Nevertheless, "Be Prepared" Build a small transesterification mini-refinery processor! Make motor fuels right in your own kitchen! "How To" information will soon be available in both printed and videotape forms. Searching on the Internet for TRANSESTERIFICATION will lead you to information resources for this construction. A 30 gallon processor might be a comfortable size, large enough so you won't have to transesterificate every day, but small enough so that unreasonable batch size demands won't drive you crazy in your search for resources.
A good place to start looking for this sort of information would be to point your browser (while you still have one) at (http://www.veggievan.org/science.html) where you will learn how to convert waste deep fat fryer fats to good quality diesel. Fats which are solids at room temperature, or are laced with salt, present further problems and will require more effort to locate conversion information.
In the meantime perhaps I can answer the question, "How far might I be able to drive my diesel car on the fats recovered by home cooking "x" number of pounds of bacon?", and the corollary, "How many pounds of bacon would be required for processing in order to drive from New York to a vacation retreat in the Pocono Mountains (round trip, of course) in a bacon fat fueled 1974 VW rabbit equipped with a diesel engine?"
As an example the Author has chosen an alternate trip from New York City westward for 94 miles to Emmaus, Pennsylvania, instead of to a resort, to a quiet village in Amish country, in part because the people of Emmaus are not as petroleum addicted as the rest of us, and would not be likely to try to steal our alternative bacon fat derived fuel while we were peacefully employed "taking a rest" in their tourist "outhouse".
In today's experiment I have extracted the fat for a half pound of bacon by placing it in a frying pan on our kitchen stove. I spent about 20 minutes on the test, so don't think that extracting bacon fat is a "trying" experience, even though it was on whaling ships. (During the fry-out I carefully weighed the pan and its contents together at the end of each reduction phase, using an electronic scale recycled from a defunct salad bar application, calibrated to measure in hundredths of a pound increments, accurate enough for this crudely conducted test.) The half pound (.50) of bacon produced 20% water vapor as "steam" rising from the pan…keep in mind many meat producers have small notes on their packaging saying "Water Added". Other invisible off gassing filled the house with a pleasant smell, but accounted for another 20% reduction in the weight of the test sample.

DATA LISTING >>
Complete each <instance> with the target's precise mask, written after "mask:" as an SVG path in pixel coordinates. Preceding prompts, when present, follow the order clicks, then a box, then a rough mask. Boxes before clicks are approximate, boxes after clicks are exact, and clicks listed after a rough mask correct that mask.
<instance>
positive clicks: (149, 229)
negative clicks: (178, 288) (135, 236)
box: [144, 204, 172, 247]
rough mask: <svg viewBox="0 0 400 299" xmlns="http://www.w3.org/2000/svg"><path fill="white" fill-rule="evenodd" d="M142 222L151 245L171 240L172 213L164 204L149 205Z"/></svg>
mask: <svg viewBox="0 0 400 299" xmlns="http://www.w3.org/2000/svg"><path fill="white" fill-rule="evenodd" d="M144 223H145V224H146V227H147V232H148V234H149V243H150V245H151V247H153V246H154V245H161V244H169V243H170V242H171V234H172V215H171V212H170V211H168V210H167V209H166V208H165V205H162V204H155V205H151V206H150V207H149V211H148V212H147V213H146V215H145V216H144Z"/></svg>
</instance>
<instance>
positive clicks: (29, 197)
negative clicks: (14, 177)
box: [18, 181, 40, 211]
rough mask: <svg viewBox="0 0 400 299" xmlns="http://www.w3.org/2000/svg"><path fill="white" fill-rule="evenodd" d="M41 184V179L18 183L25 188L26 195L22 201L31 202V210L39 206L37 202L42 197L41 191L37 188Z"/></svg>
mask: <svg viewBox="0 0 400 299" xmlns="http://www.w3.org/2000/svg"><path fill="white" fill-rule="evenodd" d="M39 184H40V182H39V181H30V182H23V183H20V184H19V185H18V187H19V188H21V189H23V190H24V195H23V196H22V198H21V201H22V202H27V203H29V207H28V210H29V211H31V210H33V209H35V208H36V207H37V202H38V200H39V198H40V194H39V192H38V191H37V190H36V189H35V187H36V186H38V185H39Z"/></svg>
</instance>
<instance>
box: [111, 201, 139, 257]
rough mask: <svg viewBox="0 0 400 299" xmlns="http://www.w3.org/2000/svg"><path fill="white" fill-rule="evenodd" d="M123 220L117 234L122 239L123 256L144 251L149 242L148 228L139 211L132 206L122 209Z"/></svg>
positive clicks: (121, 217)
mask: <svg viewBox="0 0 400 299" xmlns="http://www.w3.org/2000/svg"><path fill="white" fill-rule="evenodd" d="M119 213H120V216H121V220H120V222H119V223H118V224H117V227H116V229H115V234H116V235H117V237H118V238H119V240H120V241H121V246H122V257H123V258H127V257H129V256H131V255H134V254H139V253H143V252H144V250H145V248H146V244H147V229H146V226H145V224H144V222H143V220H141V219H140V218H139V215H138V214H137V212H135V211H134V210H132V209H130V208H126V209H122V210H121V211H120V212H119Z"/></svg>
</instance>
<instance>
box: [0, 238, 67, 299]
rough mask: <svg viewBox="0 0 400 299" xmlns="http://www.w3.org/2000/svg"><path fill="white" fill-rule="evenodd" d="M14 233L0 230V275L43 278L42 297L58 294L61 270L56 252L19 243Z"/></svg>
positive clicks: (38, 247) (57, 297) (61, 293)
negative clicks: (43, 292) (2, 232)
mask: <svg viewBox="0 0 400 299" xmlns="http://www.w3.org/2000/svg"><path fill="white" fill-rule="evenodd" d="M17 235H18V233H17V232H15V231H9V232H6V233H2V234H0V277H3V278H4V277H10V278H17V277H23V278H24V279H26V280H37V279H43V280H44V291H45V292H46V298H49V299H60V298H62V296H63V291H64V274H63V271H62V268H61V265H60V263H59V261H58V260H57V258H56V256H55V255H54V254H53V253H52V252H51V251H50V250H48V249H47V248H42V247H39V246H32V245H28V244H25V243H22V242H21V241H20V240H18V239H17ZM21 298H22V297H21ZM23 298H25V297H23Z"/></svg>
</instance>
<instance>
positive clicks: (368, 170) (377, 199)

DIRECTIONS >>
a) Using the bacon-fat fuel text, answer the following:
(i) What processor size does it call comfortable?
(ii) How many miles is the trip from New York City to Emmaus, Pennsylvania?
(iii) What share of the bacon's weight rose from the pan as water vapor?
b) Carry on the bacon-fat fuel text, starting right after its final sentence.

ANSWERS BELOW >>
a)
(i) 30 gallons
(ii) 94 miles
(iii) 20%

b)
The cooked to-a-crisp fried bacon amounted to 40% of its orginal weight, while the desirable fat for motor fuel weighed 2/10th of a pound and measured 3.18 fluid ounces in its liquid state. No attempt was made to desalinate the fat, which the thoughtful motorist would certain insist on doing, but this kitchen laboratory has had no intention of getting molecular or keeping a mass spectrograph up in the dish cupboard.
We produced a tenth of a quart of potential fuel, ready for transesterification. Europeans, particularly the Germans, have already become aware of the price potential for motor fuels, to the point that they are already collecting waste fats, door to door, as part of their motor fuel manufacturing program. In some places in Europe a gallon (US measure) of gasoline is already approaching the $5.00 mark. And if we are all to be Saddamized in the Persian Gulf, extravagant prices are a real possibility pretty soon.
If we assume that there are no further losses in refining the bacon fat, we can now draw some conclusions on the needs for the 188 mile round trip New York to Emmaus and return. We would need to fry 167.11 pounds of bacon in order to make the trip.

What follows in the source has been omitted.